- PROBLEM DESCRIPTION -
Could you copy every entry exactly, dropping the pictures?

- DATA TO EXAMINE -
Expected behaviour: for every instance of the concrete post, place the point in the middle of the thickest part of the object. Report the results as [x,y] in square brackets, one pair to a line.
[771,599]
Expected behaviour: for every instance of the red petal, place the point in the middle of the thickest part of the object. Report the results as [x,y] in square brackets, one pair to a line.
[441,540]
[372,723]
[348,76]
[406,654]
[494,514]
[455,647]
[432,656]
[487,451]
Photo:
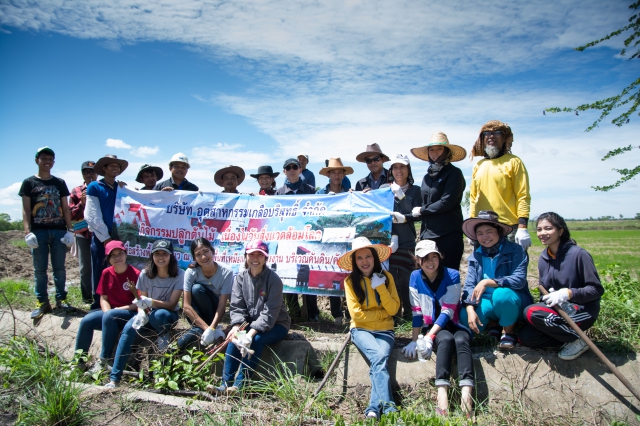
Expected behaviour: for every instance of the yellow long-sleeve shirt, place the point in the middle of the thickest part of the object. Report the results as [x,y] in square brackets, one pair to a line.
[502,185]
[372,315]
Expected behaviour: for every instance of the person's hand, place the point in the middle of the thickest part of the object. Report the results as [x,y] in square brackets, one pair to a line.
[428,341]
[398,217]
[397,191]
[394,243]
[31,240]
[474,320]
[523,238]
[67,240]
[377,280]
[143,302]
[409,351]
[556,298]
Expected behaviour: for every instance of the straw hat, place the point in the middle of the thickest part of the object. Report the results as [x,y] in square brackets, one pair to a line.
[359,243]
[439,139]
[333,164]
[217,178]
[485,216]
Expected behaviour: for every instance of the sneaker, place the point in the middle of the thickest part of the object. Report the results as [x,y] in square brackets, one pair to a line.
[573,350]
[62,304]
[162,342]
[41,309]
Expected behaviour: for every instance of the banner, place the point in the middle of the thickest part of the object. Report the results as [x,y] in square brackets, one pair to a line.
[306,234]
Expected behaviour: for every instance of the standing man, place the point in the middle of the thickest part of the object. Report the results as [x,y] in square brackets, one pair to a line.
[101,203]
[374,158]
[77,202]
[179,165]
[48,231]
[336,172]
[500,181]
[149,176]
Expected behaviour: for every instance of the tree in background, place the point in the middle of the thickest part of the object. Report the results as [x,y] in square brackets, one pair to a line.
[630,96]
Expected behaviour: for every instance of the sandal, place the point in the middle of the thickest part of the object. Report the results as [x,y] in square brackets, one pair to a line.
[507,341]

- ANSWER TO THIS TASK -
Expected behaviour: for every instance of the concrete post, place the point in the middle of the thickest part of the object. Report the results as [x,y] in square brackets, one pair to a line.
[771,599]
Expected behaviour: for every instance of the red petal, place the point in the middle of the thickest part of the object. Report the results as [x,y] in square brackets, one pair to a line.
[441,540]
[372,723]
[348,76]
[406,654]
[494,514]
[455,647]
[432,656]
[487,451]
Photo:
Expected behaviour: for every instance of the yellow long-sleeve shirt, place the point in the middle of the thickest part of the object. Report the results as [x,y] in square brackets, one pair to a line.
[502,185]
[372,315]
Expected behaviour: for every instance of the person's hand, place the point in the middle of the thickest part of the object. Report the results as [x,y] in square brackets, one pair to a line.
[428,341]
[398,217]
[397,191]
[394,243]
[31,240]
[474,320]
[523,238]
[67,240]
[377,280]
[143,302]
[409,351]
[556,298]
Expected behaviour: for every instance of the straw hat, place the point in the middle of the thickest part of the object. Report the results as [x,y] in square brackets, one pair to a line.
[359,243]
[439,139]
[333,164]
[217,178]
[485,216]
Expected behaviour: for every instance of the sneaker, place the point in the middle of the thickest part of the object. Report the results as [x,y] in square brackets, one pair to a line.
[573,350]
[62,304]
[162,342]
[41,309]
Expected behaviour: for every instance of the banner, place the point in the middle of the thickest part of the object. Report the results as [x,y] in square brackets, one pair to a line.
[306,234]
Expected behaviour: for every instance of the standing man, place the point in the middle of the thickest part of the object. Report the results as [x,y] in square brackets, one pair to a line.
[101,203]
[374,158]
[77,202]
[179,165]
[48,231]
[336,172]
[500,181]
[149,176]
Expected behaviour: for every instance of the tree in background, place the point in the middle of the thickest part of the object. Report the results as [x,y] in square brackets, one pair to a line.
[630,96]
Expected behaviour: for every instance of the sandal, place the point in the middle of the thickest part of the object. Report the results as [x,y] in square brackets, one pair to a line.
[507,341]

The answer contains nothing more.